── Data ──

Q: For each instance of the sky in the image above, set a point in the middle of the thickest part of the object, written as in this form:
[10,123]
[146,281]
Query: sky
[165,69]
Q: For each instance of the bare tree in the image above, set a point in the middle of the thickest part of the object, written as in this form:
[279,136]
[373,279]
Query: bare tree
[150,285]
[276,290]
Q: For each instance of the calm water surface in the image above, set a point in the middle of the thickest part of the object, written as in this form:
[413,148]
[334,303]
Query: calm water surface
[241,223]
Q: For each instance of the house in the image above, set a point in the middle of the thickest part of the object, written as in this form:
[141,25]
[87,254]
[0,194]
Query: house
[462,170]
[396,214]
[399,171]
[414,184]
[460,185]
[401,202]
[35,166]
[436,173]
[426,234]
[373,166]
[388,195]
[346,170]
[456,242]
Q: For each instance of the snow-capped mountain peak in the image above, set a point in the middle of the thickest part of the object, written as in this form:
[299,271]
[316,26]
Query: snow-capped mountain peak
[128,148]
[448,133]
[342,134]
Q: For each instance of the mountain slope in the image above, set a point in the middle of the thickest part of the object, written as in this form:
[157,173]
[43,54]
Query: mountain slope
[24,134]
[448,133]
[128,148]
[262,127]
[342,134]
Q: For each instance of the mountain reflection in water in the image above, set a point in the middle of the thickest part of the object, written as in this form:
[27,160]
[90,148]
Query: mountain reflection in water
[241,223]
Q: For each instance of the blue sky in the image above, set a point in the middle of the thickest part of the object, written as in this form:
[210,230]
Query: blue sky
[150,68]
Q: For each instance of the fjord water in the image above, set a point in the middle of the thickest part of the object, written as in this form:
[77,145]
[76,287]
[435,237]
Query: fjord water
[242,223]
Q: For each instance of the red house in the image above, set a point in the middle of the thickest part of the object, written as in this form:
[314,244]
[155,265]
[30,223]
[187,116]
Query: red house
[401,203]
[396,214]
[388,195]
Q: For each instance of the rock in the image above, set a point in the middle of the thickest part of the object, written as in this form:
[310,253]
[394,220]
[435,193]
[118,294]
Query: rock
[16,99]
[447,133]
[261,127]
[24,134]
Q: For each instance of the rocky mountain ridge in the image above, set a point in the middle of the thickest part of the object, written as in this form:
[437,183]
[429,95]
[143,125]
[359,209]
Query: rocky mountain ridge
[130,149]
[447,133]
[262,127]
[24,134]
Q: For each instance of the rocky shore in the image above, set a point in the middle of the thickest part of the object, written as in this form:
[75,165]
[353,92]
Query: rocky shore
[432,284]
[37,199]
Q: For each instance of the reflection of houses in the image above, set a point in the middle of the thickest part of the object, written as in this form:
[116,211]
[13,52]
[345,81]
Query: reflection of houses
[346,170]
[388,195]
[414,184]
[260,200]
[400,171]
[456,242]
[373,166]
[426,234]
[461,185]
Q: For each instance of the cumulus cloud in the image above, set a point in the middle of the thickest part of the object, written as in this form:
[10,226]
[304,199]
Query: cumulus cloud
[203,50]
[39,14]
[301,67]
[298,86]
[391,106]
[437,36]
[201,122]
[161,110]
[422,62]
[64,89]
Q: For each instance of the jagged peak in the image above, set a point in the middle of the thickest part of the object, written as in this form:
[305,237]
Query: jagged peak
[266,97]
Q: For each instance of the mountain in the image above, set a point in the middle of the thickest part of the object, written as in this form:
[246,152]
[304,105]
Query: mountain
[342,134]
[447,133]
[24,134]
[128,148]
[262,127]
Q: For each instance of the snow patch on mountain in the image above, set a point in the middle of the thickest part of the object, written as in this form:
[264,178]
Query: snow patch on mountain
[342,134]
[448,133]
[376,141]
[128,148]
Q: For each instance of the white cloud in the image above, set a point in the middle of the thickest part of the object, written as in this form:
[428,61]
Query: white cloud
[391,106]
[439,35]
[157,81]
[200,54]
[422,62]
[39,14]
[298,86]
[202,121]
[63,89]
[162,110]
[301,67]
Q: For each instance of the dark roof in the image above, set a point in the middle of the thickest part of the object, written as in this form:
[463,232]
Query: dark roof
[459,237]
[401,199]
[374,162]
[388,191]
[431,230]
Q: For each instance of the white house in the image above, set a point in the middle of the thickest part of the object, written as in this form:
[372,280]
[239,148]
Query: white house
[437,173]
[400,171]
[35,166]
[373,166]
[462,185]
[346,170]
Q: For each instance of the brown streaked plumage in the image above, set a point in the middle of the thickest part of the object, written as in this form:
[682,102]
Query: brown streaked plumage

───

Report every line of the data above that contains the string "streaked" by copying it in full.

[Expected answer]
Q: For each instance of the brown streaked plumage in the image above, set a point in the middle of the thickest part of the object, written as in this form:
Query: brown streaked plumage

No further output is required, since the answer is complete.